*** Records shown ***
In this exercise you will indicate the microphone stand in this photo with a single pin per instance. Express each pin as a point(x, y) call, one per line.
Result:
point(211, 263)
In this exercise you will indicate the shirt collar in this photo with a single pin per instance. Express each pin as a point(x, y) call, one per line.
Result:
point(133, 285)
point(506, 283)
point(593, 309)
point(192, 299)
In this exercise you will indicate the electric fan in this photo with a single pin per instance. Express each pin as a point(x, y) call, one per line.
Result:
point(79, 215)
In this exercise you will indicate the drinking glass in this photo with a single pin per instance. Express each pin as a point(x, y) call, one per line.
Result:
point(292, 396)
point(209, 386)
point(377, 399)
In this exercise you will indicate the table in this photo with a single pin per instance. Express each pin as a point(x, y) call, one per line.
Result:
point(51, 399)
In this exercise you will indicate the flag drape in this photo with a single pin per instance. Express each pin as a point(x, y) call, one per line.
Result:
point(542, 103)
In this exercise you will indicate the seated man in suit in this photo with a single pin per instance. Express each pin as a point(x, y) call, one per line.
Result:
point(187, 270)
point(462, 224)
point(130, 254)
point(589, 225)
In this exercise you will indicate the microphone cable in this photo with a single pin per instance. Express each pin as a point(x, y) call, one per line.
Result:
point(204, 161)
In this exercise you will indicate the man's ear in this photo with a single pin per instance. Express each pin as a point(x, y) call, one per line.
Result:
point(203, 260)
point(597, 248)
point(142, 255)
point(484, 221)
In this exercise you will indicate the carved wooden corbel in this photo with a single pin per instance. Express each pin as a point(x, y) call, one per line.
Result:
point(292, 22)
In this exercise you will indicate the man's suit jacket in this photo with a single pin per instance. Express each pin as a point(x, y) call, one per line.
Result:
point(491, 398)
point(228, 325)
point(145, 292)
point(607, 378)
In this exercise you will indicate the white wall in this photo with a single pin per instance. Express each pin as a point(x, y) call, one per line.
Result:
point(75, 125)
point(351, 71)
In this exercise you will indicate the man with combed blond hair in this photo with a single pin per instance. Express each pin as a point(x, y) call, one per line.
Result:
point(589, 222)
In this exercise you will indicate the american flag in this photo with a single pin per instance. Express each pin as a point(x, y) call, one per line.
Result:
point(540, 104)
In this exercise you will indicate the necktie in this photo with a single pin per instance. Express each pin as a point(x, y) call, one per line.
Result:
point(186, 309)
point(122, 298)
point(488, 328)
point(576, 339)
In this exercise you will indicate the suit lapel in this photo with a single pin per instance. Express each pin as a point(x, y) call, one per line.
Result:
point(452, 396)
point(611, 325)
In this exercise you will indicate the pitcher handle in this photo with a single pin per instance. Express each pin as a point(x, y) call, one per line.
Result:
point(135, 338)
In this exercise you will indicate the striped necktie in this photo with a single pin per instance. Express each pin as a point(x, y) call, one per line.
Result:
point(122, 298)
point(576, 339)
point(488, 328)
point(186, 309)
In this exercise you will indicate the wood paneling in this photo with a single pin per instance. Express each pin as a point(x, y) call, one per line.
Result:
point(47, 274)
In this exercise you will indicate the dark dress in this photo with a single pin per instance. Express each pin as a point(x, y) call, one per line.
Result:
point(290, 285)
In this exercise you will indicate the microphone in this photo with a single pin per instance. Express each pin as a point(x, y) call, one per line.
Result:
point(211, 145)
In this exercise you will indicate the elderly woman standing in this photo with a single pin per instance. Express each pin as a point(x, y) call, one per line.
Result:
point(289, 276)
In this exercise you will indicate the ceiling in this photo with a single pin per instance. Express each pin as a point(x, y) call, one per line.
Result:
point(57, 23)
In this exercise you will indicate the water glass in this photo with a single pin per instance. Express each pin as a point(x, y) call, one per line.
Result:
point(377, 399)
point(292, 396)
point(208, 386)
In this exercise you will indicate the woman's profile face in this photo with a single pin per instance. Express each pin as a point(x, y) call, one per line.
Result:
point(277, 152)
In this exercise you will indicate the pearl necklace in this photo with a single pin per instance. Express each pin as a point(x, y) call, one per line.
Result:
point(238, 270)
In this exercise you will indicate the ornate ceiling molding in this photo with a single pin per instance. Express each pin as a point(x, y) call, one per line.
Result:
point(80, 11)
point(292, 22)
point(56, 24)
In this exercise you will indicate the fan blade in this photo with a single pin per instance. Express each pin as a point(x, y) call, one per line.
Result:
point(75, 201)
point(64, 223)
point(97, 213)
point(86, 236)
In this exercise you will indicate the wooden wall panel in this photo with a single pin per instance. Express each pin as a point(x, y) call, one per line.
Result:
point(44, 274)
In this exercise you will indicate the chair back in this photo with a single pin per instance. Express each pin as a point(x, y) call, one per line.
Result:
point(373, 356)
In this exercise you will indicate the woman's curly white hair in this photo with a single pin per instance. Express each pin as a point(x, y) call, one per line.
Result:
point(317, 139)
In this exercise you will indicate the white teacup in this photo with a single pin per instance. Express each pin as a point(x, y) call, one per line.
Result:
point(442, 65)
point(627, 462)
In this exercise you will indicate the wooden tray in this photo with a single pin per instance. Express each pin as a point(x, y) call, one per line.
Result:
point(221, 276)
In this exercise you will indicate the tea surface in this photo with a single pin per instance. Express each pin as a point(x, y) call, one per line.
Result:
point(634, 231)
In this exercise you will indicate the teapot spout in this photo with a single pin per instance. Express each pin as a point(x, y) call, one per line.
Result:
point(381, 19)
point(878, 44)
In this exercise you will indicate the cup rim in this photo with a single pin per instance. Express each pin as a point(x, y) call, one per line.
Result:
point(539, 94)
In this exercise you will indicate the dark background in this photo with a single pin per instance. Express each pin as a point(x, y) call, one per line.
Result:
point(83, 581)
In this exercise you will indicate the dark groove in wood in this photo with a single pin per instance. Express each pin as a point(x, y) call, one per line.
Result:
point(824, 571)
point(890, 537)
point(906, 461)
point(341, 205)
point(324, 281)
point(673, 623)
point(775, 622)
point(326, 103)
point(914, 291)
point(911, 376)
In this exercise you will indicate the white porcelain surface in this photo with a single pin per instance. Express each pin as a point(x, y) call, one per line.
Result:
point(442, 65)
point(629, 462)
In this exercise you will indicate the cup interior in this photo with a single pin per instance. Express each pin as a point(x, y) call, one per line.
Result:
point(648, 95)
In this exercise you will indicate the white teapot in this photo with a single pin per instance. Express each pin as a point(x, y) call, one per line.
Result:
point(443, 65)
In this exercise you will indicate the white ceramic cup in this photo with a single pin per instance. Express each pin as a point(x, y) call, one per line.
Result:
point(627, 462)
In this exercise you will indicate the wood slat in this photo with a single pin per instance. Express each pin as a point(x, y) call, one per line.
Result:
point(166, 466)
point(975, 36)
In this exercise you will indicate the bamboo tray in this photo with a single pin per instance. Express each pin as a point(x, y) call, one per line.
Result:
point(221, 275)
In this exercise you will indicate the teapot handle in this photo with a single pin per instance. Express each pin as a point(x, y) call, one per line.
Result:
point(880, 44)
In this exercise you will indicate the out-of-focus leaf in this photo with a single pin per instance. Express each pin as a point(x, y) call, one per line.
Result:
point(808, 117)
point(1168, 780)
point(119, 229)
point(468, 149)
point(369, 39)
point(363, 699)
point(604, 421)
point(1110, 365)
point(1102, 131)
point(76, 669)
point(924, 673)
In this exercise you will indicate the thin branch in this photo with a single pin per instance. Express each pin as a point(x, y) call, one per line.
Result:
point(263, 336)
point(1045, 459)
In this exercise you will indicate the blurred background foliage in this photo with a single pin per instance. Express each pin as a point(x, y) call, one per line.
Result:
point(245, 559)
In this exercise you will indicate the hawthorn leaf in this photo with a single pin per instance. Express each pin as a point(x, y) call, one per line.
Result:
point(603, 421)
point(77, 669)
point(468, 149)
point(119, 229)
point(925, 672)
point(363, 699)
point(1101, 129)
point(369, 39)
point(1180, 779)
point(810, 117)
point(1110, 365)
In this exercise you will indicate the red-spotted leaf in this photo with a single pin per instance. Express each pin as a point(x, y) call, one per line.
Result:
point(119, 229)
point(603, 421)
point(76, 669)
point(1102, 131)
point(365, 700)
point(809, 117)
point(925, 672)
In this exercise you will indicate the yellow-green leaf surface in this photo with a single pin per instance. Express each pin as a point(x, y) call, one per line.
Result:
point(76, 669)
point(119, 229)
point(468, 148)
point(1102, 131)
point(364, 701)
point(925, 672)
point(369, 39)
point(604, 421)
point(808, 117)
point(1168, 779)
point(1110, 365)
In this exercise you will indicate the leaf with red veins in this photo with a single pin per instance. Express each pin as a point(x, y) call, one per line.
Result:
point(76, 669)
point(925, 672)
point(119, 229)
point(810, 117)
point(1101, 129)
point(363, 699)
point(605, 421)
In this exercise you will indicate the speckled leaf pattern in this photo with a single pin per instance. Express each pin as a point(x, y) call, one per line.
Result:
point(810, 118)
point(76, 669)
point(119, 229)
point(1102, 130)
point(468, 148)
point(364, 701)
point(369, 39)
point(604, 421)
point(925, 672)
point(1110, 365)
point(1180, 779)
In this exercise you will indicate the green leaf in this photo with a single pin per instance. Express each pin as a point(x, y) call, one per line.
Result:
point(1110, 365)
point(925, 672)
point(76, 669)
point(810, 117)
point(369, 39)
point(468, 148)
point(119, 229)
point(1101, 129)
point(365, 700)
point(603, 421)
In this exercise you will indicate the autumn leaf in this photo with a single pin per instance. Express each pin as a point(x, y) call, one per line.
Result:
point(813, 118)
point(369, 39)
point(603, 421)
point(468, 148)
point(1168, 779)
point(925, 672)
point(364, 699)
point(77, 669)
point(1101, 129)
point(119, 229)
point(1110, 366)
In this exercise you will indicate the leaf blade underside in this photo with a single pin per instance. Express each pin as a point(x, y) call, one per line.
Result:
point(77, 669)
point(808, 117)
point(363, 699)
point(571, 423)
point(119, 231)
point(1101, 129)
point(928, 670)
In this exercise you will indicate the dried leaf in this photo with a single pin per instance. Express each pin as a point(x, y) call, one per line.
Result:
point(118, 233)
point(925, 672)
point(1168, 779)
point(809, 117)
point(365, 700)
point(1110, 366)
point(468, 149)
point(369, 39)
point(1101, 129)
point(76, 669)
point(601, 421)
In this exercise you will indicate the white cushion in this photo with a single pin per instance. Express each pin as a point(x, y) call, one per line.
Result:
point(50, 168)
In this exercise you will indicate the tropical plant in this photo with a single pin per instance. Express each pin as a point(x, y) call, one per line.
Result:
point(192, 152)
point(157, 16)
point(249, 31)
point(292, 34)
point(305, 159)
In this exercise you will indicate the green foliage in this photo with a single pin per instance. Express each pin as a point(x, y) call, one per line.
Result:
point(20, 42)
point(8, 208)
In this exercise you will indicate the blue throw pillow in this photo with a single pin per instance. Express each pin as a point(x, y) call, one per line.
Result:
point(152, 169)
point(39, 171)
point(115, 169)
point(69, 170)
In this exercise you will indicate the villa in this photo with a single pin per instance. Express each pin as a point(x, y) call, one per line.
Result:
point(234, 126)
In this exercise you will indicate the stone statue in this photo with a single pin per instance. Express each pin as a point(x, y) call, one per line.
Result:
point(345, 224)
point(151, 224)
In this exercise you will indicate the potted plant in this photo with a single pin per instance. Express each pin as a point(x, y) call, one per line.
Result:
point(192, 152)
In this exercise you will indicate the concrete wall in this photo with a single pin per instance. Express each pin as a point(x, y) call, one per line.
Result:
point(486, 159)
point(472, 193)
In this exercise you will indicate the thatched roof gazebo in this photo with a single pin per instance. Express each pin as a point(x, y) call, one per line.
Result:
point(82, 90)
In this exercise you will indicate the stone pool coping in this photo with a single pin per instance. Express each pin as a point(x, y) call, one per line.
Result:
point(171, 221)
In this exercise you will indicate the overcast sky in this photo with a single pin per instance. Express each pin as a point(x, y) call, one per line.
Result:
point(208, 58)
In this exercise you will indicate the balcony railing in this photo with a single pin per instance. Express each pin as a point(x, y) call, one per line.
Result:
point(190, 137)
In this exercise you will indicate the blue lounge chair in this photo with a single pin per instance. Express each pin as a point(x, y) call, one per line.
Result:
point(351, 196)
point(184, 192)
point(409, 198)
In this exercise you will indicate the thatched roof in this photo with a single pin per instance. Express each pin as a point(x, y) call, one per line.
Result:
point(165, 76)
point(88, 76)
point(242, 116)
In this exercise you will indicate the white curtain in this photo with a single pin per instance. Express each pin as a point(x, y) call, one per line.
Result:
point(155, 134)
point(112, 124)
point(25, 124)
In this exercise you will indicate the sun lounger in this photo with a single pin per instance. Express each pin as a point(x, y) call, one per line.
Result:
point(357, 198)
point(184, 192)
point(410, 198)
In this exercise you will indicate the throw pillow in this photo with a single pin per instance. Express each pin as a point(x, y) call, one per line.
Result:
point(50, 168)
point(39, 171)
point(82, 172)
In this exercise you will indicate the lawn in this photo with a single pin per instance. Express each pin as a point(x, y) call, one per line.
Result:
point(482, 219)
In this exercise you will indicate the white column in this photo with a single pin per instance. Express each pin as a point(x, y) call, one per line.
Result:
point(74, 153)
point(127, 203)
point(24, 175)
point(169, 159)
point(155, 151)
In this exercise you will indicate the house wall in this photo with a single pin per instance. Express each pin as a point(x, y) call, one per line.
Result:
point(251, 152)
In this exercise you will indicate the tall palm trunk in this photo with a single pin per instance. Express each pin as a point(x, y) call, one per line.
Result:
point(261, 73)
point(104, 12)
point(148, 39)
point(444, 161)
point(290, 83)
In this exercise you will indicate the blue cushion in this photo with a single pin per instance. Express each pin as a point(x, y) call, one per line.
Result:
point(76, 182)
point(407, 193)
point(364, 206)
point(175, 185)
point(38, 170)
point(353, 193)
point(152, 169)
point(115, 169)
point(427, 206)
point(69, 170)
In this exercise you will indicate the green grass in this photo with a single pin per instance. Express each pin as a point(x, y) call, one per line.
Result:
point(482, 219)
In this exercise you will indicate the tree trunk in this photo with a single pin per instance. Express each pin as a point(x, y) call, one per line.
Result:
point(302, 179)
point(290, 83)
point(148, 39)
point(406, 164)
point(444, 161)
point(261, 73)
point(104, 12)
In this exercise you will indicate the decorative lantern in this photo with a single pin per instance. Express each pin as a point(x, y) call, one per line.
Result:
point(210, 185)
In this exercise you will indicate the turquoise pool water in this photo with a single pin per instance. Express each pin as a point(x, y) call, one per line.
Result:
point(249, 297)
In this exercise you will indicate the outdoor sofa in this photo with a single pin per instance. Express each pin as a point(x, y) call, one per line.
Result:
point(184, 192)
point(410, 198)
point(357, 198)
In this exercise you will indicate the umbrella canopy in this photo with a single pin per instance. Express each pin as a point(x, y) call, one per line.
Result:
*** End of Records shown ***
What the task requires —
All lines from the listing above that include "necktie" should be shown.

Written reply —
In this exercise you will indicate the necktie in this photo with a single pin per instance. Express each pin as a point(x, y) call, one per line.
In this exercise you will indicate the striped necktie in this photo with a single pin per instance. Express each pin as a point(x, y) call, one per line.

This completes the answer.